▸ Required work:
Copy the lines of the records below word for word.

(Excerpts of pointing data)
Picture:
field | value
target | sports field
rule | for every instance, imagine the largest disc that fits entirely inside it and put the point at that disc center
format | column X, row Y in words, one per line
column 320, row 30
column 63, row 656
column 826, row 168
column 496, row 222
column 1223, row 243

▸ Problem solution:
Picture:
field | value
target | sports field
rule | for every instance, imagine the largest disc that fits entirely inside it and put the point at that disc center
format | column X, row Y in words, one per line
column 320, row 30
column 63, row 656
column 826, row 168
column 496, row 222
column 1223, row 243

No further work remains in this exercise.